§ What the task requires
Tally the lines in the data below that contain the string "roof" and give only that number. Matching is case-sensitive.

[Dataset rows on where objects appear]
------------------------------------------------------------

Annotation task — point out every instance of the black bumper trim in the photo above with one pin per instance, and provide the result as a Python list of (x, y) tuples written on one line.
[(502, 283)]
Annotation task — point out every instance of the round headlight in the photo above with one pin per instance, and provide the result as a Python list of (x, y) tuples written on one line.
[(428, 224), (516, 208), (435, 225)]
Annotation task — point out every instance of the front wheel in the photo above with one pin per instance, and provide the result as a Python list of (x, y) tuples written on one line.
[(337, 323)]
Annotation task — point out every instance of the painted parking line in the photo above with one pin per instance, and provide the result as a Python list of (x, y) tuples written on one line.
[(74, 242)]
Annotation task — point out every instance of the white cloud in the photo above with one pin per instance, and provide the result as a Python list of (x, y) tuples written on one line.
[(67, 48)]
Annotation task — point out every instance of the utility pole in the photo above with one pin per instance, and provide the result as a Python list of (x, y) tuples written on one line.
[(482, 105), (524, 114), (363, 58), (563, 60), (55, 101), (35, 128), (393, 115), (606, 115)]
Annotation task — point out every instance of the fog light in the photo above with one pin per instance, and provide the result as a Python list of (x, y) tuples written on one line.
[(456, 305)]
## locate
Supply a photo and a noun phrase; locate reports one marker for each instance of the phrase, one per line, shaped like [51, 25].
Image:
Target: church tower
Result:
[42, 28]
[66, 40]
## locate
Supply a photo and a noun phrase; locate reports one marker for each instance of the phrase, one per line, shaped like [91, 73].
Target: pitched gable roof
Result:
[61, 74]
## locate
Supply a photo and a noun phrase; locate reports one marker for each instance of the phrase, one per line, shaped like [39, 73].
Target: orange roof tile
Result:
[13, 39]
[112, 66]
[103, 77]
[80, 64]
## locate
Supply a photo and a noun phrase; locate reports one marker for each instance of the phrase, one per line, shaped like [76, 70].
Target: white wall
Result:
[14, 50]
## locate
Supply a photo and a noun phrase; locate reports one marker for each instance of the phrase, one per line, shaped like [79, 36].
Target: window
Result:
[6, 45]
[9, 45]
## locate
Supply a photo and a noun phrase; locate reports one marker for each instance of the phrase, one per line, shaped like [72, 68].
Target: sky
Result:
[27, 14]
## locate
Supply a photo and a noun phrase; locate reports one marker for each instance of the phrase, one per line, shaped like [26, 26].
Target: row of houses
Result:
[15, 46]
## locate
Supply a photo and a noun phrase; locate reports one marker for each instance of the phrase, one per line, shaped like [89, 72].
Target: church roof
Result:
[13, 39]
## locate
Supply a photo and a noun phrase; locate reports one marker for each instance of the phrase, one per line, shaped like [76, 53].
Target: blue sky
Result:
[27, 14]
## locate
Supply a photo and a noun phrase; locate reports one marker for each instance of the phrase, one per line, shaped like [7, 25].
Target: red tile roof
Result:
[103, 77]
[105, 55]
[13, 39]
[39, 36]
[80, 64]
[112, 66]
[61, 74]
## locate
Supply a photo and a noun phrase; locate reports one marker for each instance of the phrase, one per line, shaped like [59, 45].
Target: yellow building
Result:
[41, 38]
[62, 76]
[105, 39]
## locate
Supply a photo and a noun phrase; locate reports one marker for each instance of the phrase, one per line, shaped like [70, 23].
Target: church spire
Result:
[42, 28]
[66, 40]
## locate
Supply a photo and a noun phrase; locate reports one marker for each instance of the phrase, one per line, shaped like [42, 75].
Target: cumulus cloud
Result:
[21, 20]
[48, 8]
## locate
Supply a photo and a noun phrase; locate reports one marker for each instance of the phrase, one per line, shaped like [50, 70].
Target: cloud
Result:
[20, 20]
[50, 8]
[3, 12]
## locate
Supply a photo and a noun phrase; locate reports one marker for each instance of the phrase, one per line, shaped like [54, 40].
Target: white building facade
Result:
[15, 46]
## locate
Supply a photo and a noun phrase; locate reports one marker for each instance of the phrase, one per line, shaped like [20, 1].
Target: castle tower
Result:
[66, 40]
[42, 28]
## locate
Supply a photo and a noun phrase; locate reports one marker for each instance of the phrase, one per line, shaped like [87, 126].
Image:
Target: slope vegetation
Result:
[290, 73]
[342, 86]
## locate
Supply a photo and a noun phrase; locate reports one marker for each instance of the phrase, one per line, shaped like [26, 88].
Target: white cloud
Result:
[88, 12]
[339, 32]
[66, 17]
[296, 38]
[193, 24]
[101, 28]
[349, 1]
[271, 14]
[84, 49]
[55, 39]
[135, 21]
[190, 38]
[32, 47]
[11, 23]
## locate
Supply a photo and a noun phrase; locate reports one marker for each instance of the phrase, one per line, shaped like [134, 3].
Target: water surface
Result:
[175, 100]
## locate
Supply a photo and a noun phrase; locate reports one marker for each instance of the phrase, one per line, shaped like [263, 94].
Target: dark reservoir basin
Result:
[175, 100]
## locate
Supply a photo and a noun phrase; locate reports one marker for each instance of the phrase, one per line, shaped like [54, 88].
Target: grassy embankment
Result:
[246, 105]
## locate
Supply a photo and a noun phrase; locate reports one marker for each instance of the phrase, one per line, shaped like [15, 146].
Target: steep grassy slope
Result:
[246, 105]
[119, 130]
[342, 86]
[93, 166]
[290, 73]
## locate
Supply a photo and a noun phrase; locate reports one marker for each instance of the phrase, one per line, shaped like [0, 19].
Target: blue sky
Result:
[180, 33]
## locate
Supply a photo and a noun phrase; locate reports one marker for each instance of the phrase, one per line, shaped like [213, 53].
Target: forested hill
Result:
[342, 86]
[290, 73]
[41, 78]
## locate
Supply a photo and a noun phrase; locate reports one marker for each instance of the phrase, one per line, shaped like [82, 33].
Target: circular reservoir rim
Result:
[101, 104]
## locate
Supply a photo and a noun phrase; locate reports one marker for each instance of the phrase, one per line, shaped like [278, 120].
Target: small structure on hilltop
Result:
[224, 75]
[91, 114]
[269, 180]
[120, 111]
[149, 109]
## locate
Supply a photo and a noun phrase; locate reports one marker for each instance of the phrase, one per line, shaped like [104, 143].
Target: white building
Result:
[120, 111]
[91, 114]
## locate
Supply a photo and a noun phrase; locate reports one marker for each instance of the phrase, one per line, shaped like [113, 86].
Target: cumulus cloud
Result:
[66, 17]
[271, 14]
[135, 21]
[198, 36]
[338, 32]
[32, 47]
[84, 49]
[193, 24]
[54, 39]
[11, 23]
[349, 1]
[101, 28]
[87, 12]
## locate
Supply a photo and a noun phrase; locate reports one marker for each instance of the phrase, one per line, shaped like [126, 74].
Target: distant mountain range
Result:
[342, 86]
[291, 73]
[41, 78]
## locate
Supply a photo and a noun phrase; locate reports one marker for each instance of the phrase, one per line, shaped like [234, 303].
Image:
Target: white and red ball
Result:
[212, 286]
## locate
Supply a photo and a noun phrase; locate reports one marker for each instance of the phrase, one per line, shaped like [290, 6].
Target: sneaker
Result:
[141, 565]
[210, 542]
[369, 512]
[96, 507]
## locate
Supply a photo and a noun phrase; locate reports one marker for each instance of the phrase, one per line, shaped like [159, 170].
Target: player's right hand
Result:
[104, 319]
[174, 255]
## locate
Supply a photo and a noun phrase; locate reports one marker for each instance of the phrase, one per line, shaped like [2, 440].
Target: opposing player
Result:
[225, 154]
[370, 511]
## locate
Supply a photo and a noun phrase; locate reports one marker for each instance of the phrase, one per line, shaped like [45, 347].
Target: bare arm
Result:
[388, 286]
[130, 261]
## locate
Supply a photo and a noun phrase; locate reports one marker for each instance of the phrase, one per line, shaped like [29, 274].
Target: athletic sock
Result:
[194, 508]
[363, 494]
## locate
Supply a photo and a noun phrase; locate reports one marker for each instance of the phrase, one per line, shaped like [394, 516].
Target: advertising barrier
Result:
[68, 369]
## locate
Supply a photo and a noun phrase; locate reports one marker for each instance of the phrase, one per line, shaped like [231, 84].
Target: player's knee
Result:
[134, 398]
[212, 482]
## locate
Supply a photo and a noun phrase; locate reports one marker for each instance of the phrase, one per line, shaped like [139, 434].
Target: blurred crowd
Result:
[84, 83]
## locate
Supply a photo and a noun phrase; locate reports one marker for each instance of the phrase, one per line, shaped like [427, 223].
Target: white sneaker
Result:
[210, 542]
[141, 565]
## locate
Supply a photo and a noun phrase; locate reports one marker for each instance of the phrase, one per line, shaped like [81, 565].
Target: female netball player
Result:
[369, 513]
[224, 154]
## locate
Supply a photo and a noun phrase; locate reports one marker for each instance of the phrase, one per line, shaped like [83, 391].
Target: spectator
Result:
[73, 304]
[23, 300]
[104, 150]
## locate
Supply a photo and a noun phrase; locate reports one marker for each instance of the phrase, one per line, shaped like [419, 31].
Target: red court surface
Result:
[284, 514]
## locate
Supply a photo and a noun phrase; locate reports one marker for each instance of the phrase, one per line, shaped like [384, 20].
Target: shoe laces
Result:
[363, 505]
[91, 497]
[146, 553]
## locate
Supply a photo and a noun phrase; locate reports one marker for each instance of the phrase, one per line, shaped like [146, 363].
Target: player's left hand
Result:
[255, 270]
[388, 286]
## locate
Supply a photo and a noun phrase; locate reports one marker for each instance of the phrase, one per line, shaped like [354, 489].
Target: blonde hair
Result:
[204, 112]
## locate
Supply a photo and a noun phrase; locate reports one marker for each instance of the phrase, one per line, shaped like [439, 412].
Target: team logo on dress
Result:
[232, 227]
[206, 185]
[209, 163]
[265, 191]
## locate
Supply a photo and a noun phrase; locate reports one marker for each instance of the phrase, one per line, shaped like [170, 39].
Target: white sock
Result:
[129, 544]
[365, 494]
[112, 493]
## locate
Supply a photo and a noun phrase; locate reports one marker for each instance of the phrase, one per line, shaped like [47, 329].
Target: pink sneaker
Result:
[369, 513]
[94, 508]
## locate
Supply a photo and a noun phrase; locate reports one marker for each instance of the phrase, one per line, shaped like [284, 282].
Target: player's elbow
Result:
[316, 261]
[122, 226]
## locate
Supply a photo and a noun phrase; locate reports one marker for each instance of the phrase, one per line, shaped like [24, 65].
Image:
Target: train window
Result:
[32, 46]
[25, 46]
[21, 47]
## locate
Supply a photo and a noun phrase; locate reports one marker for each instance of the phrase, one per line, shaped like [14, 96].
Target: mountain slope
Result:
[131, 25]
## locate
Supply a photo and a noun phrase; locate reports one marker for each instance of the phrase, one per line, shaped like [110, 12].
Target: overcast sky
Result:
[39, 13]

------------------------------------------------------------

§ Solved exercise
4